## Stated exercise 1
Rewrite every line of the entries that follow the Gandhi article, requests included, and increase each point coordinate in their answers by 63.

## Passage provided
++++++++

Gandhi: the film and the man
Sir Richard Attenborough’s film Gandhi is the first film to have been made about the father of the Indian nation. It has taken 35 years since his death for this simple tribute to have been paid. The emphasizes the decline of Gandhi’s influence, for these years were marked by the heyday and decline of film, and the heyday (and the now foreseeable decline) of TV as it has been known – though cable TV, satellite TV and all the other marvels promised us by Mammon may not be entirely reprehensible.
These years were also marked by the cold war, détente, and the now renewed threat of nuclear war. Perhaps this is an appropriate time for the rediscovery of Gandhi which Attenborough’s film portends. Though some 400 books have been published on Gandhi, very few of them were published in the West after it became clear that India would indeed become independent. And the few books that were published, rarely received much attention in the press or patronage by the public – with the single exception of Louis Fischer’s classic biography.
So far as the ordinary person is concerned, Gandhi’s very name faded into obscurity. There is the musing story, told me by a senior academic at the School of Oriental & African Studies, which perfectly illustrates this point. Around the time of the film’s release, the gentlemen’s uncle said to him, “This chap Gandee ... he was against us, wasn’t he … a bit?”
Well, there’s no excuse for that sort of ignorance any more. The person ironing clothes at home can no longer complain that nothing has been done to try to tell him or her at least something about India’s non-violent struggle for independence: Gandhi is probably the world’s most expensive lesson in modern Indian history. Not only has the film attracted rave reviews and long queues, but it has also led to the first popular paperback issue of Gandhi’s Autobiography in the West (Penguin 1982), and a spate of other books
1. Associated with the film is an educational pack which is being used by Columbia pictures to promote the film in schools and educational circles.
Criticism of the film
The film has not gone entirely uncensored, but it is worth distinguishing between two sorts of remarks: those directed against the film and those directed against Gandhi’s ideas.

++++++++

## Stated exercise 2
According to the Gandhi film article, roughly how many books have been published on Gandhi?

## Exercise input
++++++++

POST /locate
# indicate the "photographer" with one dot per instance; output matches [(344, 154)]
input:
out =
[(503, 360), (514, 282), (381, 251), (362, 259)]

++++++++

## Full solution 1
POST /locate
# indicate the "photographer" with one dot per instance; output matches [(344, 154)]
input:
out =
[(566, 423), (577, 345), (444, 314), (425, 322)]

## Full solution 2
Some 400 books.